**Provided text**:

<<<<

Police at these protests frequently appeared to ally themselves with, or even belong to, these far-right groups. A Georgia police officer was spotted fist-bumping an armed militiaman; an Orange County, California, cop was photographed wearing a militia patch; and the National Guard sent a Proud Boy to police protests in Los Angeles.
Perhaps most infamously, a cop In Kenosha, Wisconsin, was filmed telling a paramilitary group over a loudspeaker, “We appreciate you guys, we really do.” The cop then tossed a 17-year-old named Kyle Rittenhouse a bottle of water. Later that night, Rittenhouse — a Trump fanatic who wrote “BLUE LIVES MATTER” in his TikTok bio — shot and killed two antiracist protesters.
Pictured below: Pro-Trump rioters storm the U.S. Capitol in Washington on Jan. 6, 2021.
It’s possible that police were so unprepared for Trump’s supporters to storm the Capitol this week because U.S. police are so used to seeing Trump’s supporters as allies or, to put it in cop parlance, “friendlies.”
Multiple reports since the riot have documented how law enforcement failed to see the president’s fanatical supporters as potentially violent.
Acting Metropolitan Police Department Chief Robert Contee said there was “no intelligence that there would be a breach of the U.S. Capitol” on Wednesday — even though journalists and extremism researchers had raised alarms about MAGA World’s calls for violent insurrection.
Neither the FBI nor an intelligence unit in the Department of Homeland Security saw the demonstrations as posing a significant threat, the Wall Street Journal reported.
The U.S. Capitol Police rejected both the Pentagon’s and the Justice Department’s offers to help during the pro-Trump demonstrations, according to the Associated Press.
Ultimately, five people have died as a result of the siege. Ashli Babbit, a military veteran and QAnon conspiracy theorist, was shot by a plainclothes officer as she tried to shatter glass on the door leading into the Speaker’s Lobby of the Capitol. Three other pro-Trump rioters died of unspecified medical emergencies.

>>>>

**Information given**:
<<<<

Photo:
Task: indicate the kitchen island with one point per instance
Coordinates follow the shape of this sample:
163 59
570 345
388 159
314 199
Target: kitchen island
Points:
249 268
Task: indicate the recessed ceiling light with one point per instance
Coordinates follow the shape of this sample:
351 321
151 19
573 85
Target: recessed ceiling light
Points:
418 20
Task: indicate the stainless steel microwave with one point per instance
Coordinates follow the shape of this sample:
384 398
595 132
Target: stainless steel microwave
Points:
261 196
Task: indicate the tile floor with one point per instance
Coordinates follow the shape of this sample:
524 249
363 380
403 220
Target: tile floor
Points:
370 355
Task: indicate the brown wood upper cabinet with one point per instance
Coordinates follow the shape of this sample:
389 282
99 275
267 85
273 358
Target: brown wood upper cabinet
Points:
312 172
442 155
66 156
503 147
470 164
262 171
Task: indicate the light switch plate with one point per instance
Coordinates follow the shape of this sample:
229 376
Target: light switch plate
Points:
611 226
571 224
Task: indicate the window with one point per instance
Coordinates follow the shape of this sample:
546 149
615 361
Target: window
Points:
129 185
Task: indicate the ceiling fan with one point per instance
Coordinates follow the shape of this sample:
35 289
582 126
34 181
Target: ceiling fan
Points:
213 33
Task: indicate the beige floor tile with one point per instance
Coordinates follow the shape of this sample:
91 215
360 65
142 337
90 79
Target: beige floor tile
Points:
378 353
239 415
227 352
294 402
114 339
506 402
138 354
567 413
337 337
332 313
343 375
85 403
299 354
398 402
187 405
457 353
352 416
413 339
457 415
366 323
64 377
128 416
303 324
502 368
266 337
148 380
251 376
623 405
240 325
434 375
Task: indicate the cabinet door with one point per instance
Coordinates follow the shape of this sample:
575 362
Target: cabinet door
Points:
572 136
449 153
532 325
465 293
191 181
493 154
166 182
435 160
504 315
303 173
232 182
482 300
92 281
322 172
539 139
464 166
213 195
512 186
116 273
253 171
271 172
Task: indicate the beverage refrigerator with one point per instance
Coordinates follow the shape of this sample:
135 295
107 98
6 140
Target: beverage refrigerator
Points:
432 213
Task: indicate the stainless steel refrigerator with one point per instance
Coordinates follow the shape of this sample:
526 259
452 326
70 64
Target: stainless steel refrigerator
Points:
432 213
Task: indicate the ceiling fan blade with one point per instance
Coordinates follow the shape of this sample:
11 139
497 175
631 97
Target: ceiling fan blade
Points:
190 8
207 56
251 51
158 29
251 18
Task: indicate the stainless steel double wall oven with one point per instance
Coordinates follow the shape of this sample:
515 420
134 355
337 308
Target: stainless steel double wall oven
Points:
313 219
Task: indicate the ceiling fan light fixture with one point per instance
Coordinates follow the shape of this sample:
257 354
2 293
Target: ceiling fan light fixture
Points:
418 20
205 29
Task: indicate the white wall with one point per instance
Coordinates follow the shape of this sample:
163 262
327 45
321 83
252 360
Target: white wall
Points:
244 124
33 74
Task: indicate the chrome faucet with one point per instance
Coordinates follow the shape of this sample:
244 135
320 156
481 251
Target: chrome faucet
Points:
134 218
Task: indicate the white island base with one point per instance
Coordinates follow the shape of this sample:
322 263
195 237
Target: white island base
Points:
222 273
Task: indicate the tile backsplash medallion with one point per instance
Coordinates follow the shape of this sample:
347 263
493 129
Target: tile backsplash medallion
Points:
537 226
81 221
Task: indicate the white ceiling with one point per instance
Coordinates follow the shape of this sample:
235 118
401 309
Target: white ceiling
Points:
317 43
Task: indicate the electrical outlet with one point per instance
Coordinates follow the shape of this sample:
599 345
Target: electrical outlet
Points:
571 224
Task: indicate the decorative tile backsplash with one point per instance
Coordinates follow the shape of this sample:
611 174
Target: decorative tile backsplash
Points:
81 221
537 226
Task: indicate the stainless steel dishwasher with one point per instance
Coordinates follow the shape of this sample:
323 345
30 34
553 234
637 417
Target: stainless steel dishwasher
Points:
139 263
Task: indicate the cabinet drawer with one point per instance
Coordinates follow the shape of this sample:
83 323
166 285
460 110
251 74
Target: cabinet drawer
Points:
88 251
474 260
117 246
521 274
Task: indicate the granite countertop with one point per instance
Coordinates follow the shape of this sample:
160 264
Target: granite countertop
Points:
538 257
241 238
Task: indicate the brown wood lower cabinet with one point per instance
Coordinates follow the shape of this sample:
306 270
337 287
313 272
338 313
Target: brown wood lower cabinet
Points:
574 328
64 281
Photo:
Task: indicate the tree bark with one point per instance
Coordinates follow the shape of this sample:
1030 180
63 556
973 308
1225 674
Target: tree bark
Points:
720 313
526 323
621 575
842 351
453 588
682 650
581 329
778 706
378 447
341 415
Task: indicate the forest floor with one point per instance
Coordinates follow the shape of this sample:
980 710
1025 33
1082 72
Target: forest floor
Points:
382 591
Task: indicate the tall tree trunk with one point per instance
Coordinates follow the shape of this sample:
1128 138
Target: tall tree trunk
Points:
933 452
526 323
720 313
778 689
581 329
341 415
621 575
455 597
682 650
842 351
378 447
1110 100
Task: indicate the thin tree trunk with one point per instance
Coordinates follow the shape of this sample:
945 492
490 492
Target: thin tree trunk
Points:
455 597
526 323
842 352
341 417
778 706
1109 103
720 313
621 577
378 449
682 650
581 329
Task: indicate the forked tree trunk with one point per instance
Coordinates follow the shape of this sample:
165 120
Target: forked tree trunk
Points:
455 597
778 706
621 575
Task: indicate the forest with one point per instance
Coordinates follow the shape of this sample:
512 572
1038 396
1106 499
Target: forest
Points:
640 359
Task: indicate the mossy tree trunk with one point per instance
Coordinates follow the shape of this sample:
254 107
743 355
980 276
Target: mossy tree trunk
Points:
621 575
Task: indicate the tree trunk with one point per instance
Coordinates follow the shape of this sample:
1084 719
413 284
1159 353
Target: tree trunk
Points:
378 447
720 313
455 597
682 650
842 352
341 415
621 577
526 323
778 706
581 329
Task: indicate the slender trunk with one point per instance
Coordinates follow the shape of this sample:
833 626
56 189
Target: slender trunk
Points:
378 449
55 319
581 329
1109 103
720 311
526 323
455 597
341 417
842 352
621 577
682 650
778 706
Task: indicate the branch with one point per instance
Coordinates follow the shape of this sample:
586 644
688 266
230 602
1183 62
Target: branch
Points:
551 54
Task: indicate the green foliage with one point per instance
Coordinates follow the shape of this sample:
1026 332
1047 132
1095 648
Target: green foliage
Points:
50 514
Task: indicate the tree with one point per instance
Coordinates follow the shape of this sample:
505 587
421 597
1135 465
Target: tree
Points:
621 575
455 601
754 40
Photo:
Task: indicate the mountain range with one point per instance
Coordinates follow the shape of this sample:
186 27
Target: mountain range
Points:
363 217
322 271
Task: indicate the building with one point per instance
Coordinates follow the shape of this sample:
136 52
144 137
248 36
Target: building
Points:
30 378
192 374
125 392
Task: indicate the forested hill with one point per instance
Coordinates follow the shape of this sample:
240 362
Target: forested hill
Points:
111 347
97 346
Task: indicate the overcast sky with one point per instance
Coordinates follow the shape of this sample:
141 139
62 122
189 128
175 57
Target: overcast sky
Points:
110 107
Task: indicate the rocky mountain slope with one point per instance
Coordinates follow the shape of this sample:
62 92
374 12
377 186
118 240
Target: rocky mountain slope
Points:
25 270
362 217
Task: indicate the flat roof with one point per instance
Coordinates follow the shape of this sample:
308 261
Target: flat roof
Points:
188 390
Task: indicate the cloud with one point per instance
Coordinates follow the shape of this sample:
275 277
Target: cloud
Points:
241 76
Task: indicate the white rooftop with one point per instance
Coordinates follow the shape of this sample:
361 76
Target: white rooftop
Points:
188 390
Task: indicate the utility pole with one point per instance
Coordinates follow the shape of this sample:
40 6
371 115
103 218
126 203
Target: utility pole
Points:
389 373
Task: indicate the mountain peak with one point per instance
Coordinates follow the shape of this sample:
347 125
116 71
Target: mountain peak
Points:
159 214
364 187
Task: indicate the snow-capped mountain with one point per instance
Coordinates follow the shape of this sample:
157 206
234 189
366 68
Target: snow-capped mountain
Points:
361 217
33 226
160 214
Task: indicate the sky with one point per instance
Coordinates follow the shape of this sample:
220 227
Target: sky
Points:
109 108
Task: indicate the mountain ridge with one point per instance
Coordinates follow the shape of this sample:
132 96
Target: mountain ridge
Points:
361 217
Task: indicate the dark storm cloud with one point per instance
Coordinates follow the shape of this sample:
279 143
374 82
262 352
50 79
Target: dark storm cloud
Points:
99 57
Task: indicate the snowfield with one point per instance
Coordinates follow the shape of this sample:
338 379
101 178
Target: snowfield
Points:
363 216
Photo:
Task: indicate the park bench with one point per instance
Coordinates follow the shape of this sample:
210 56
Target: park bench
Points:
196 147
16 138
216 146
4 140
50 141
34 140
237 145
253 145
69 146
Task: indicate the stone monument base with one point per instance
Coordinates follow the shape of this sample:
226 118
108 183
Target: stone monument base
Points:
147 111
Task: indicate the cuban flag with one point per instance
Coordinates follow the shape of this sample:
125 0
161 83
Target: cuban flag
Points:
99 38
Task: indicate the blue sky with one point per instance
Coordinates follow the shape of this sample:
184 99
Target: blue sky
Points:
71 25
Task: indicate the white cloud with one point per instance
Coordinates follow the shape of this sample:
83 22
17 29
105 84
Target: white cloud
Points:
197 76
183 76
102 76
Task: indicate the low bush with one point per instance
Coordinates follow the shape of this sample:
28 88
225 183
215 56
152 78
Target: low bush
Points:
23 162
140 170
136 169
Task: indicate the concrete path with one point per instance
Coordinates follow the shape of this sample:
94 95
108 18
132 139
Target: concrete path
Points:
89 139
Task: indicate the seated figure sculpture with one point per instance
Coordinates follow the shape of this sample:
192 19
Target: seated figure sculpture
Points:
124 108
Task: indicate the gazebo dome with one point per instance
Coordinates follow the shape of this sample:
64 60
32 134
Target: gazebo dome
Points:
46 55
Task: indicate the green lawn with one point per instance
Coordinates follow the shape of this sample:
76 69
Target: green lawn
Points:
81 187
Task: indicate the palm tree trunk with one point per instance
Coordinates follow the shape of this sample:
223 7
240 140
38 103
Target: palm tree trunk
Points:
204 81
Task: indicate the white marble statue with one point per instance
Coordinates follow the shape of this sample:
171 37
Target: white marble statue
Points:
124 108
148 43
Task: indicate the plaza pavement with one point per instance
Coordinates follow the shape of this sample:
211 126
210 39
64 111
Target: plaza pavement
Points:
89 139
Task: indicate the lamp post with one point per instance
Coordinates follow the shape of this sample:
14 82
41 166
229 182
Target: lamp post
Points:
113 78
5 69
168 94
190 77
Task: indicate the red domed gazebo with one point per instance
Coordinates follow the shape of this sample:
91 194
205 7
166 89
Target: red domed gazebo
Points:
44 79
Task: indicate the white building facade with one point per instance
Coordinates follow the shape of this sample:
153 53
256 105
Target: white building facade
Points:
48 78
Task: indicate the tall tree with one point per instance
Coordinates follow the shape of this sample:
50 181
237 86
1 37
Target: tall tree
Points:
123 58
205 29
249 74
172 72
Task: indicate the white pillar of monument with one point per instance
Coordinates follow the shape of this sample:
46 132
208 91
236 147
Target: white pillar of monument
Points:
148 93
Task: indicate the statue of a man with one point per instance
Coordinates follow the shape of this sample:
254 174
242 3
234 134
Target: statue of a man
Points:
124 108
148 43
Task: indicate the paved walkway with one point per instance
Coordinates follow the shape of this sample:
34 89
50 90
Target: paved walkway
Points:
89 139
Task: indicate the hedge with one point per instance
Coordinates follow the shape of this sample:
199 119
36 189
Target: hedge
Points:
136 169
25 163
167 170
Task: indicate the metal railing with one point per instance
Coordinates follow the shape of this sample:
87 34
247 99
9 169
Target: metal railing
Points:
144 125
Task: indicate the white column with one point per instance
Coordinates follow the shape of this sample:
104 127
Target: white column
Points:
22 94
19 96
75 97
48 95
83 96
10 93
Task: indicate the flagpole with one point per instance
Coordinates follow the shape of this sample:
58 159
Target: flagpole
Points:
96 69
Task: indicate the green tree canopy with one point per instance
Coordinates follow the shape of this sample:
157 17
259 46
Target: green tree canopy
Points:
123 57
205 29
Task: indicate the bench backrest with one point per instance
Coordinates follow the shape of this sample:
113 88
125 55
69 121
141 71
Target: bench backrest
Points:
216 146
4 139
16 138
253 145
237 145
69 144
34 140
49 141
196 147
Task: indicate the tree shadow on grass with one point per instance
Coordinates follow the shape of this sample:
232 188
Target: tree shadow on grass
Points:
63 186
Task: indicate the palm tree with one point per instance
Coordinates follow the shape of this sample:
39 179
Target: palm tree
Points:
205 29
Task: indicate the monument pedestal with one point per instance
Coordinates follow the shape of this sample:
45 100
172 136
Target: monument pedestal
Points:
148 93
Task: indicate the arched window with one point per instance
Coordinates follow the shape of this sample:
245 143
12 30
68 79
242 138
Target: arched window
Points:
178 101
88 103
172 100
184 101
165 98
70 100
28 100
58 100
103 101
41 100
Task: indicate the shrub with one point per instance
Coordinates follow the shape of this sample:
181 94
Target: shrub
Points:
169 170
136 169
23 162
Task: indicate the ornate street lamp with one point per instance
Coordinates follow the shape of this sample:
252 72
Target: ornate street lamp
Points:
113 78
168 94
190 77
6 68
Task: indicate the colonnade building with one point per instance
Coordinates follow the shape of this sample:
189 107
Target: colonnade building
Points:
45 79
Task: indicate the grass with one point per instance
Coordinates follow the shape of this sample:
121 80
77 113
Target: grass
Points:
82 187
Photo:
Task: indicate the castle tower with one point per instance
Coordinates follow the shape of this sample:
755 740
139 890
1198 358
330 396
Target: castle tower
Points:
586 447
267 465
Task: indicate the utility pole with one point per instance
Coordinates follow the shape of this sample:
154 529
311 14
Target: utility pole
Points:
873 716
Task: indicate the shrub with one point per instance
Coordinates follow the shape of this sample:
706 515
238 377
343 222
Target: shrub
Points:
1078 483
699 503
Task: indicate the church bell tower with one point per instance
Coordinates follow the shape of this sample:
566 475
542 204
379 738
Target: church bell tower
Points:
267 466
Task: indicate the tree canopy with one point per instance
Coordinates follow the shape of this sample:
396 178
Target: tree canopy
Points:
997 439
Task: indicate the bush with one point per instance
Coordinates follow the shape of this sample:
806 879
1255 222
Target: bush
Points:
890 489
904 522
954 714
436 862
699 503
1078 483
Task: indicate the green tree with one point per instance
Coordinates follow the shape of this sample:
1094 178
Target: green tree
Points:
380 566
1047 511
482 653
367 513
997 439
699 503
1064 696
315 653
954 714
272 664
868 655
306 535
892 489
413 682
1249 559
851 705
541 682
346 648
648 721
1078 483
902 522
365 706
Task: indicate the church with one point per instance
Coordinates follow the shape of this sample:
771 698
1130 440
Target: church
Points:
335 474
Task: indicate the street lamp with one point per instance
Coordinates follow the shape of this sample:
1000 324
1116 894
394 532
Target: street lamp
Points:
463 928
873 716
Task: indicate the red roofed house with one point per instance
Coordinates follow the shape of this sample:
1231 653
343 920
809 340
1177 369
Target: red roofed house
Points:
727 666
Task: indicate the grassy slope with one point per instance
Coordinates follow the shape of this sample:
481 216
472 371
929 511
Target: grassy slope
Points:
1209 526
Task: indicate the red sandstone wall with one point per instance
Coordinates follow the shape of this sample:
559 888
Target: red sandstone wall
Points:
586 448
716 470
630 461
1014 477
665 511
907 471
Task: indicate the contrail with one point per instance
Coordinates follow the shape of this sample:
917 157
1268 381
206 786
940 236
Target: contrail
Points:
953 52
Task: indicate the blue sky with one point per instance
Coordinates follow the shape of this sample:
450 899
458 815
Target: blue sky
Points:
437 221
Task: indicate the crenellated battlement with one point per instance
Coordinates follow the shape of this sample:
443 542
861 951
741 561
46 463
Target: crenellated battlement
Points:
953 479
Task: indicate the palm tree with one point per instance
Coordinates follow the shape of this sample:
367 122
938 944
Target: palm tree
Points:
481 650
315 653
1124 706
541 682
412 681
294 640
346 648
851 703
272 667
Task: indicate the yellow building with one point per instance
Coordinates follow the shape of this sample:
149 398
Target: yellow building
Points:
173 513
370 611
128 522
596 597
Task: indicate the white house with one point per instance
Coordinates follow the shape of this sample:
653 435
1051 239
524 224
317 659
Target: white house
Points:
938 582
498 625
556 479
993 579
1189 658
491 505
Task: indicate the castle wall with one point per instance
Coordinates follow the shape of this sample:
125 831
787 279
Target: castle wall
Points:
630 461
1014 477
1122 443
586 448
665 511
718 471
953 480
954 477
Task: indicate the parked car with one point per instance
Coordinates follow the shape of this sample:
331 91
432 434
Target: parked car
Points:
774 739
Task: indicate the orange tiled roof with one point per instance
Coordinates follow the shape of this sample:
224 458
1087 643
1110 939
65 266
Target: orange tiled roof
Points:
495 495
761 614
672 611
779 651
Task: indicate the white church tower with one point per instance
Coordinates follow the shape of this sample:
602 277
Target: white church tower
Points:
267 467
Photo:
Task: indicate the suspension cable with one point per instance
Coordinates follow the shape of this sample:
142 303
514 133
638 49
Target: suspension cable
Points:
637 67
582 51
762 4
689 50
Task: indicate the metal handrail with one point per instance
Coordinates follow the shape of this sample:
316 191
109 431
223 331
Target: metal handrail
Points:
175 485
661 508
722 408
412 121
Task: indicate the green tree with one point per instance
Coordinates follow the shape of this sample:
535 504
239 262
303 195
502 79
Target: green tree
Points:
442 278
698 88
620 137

>>>>

**Required action A**: Copy the passage about police and the Capitol riot word for word, between "It’s possible that" and "Street Journal reported.", inclusive.
**Required action B**: Pick up the passage about police and the Capitol riot after its final sentence and keep writing.

**Task result A**:
It’s possible that police were so unprepared for Trump’s supporters to storm the Capitol this week because U.S. police are so used to seeing Trump’s supporters as allies or, to put it in cop parlance, “friendlies.”
Multiple reports since the riot have documented how law enforcement failed to see the president’s fanatical supporters as potentially violent.
Acting Metropolitan Police Department Chief Robert Contee said there was “no intelligence that there would be a breach of the U.S. Capitol” on Wednesday — even though journalists and extremism researchers had raised alarms about MAGA World’s calls for violent insurrection.
Neither the FBI nor an intelligence unit in the Department of Homeland Security saw the demonstrations as posing a significant threat, the Wall Street Journal reported.

**Task result B**:
And U.S. Capitol police officer Brian Sicknick died Thursday after suffering injuries while “physically engaging” with the rioters, officials said.
As the death count has risen, more and more stories have emerged of cops aiding the rioters or even participating in the riots themselves.
One Trump supporter told The New York Times that as he was trying to find and confront Sen. Chuck Schumer in the Capitol, a police officer kindly directed him toward the Democratic senator’s office.
Another rioter gave CNN a glowing review of his time in the Capitol: “It was really weird. The cops were like, ‘Have a nice day, man.’ You could see that some of them were on our side.”
And a D.C. police officer claimed that off-duty cops and members of the military were among the rioters Wednesday, showing their badges and ID cards to on-duty cops as they stormed the building.
Ultimately, U.S. police may be ill-equipped to fight the extremist MAGA movement because, as an institution, American policing doesn’t see the MAGA movement as the threat to democracy that it is.
Just before the siege on the Capitol Wednesday, a journalist filmed two MAGA enthusiasts performing a grisly reenactment, visible below, of the police murder of George Floyd — something Trump supporters have been known to do as a way of taunting Black Lives Matter activists.
The two men climbed the steps of the National City Church in Washington beneath a giant Black Lives Matter banner the church’s congregants had just hung outside.
One of the men, wearing a MAGA hat, played the cop, pressing his knee into the neck of the man playing Floyd, holding the pose just long enough for photographers to take their picture.